** Start of Given text **

Vitor Hugo Roque Ferreira (born 28 February 2005), known as Vitor Roque, is a Brazilian footballer who plays as a forward for Brasileirão club Athletico Paranaense.

Club career

Early career
Born in Timóteo, Minas Gerais, Vitor Roque joined América Mineiro's youth setup at the age of ten, and impressed with the side's youth categories in 2018. In March 2019, he signed a youth contract with Cruzeiro, which led América to sue his new club in the State Labour Department; both clubs only reached an agreement in May, with Cruzeiro retaining 65% of the player's economic rights, and América keeping the other 35%.

Cruzeiro
On 25 May 2021, Vitor Roque signed his first professional contract with Cruzeiro. He made his professional debut on 12 October; after coming on as a second-half substitute for Bruno José in a 0–0 Série B home draw against Botafogo, he played for 18 minutes before being himself replaced by Keké, with manager Vanderlei Luxemburgo saying that he was "unable to keep the pace" but also "praising for his debut".

** End of Given text **
** Start of Record list **

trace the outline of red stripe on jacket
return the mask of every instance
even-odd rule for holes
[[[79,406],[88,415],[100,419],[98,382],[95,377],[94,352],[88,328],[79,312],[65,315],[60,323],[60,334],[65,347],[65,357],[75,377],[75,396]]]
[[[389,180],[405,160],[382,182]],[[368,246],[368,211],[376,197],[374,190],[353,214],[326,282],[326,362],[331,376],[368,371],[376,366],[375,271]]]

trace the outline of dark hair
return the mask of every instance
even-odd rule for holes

** End of Record list **
** Start of Record list **

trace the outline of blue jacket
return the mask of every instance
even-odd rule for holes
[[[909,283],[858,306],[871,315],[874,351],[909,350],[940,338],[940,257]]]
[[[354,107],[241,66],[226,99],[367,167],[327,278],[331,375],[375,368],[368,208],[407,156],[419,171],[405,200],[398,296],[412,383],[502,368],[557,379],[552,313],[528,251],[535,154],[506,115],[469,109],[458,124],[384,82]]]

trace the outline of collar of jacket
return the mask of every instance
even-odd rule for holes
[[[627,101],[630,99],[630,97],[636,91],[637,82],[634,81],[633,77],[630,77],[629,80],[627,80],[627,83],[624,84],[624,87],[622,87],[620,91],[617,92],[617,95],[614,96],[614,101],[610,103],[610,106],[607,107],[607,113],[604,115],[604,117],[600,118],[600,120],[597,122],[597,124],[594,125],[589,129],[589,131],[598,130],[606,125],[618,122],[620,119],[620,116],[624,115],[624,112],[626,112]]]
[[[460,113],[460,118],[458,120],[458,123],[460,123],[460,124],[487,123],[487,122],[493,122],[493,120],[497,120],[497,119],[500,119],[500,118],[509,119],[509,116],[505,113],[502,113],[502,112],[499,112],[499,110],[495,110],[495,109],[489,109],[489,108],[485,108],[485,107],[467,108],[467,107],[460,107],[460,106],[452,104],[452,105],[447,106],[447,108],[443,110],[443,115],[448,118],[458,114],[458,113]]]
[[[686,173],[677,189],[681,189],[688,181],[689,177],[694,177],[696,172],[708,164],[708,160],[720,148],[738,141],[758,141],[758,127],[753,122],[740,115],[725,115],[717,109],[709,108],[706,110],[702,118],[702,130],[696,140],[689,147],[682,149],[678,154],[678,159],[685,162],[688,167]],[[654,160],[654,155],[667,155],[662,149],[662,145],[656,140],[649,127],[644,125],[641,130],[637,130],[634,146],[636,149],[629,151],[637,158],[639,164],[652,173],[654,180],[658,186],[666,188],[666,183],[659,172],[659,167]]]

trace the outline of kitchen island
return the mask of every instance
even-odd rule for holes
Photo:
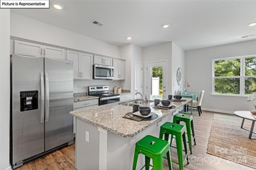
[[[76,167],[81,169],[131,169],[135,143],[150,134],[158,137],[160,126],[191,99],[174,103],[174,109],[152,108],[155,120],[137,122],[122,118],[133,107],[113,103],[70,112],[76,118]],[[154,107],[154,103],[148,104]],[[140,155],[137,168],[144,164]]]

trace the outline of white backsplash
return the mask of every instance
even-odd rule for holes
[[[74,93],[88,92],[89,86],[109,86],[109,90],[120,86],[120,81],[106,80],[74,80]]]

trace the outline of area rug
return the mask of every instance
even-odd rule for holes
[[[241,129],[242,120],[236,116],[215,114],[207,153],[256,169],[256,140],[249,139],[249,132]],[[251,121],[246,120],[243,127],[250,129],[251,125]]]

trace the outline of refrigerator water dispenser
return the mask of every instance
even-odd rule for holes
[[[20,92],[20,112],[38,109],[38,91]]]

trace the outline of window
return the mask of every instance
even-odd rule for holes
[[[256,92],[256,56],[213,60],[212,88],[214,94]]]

** End of Record list **
** Start of Record list **

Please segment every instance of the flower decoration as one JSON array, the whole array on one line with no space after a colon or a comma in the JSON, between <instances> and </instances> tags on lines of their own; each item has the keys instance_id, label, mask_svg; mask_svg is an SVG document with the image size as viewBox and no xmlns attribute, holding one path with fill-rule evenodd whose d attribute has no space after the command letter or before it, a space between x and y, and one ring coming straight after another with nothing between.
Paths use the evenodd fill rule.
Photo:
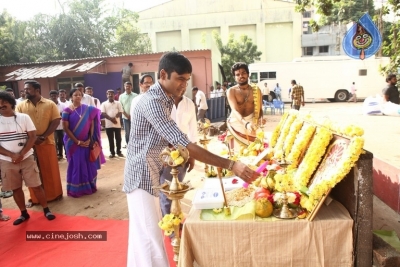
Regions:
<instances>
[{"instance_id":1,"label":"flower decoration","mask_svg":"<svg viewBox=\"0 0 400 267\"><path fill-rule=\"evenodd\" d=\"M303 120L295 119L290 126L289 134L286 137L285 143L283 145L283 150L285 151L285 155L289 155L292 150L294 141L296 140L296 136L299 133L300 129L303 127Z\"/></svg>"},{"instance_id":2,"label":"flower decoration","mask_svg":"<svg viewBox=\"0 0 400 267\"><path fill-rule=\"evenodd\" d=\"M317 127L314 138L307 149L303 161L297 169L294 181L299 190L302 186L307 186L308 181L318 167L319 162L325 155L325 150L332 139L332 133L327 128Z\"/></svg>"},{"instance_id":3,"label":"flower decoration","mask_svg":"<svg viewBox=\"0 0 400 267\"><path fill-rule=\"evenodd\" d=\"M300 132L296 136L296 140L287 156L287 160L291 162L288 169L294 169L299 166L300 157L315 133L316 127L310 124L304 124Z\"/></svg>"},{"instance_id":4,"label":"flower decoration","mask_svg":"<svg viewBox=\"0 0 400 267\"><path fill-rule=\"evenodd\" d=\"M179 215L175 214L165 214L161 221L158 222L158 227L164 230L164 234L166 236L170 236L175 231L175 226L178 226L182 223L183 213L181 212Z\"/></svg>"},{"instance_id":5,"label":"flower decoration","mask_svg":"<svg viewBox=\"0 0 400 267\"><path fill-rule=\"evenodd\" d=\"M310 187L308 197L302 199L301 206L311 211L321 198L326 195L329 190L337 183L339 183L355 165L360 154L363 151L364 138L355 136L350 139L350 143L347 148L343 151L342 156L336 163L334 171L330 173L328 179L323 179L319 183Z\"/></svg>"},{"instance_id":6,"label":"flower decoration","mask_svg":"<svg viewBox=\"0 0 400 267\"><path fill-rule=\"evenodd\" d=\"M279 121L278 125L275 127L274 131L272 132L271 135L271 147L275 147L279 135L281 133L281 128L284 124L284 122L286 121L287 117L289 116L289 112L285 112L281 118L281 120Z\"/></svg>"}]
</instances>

** End of Record list **

Problem set:
a - List every football club named in the biography of Vitor Roque.
b - Using the biography of Vitor Roque, answer each question:
(i) Where was he born?
(ii) What share of his economic rights did Cruzeiro retain under the May agreement?
(iii) How many minutes did he play in his professional debut before being replaced?
Answer using only the biography of Vitor Roque.

Outputs:
a - Athletico Paranaense, América Mineiro, Cruzeiro, Botafogo

b -
(i) Timóteo, Minas Gerais
(ii) 65%
(iii) 18 minutes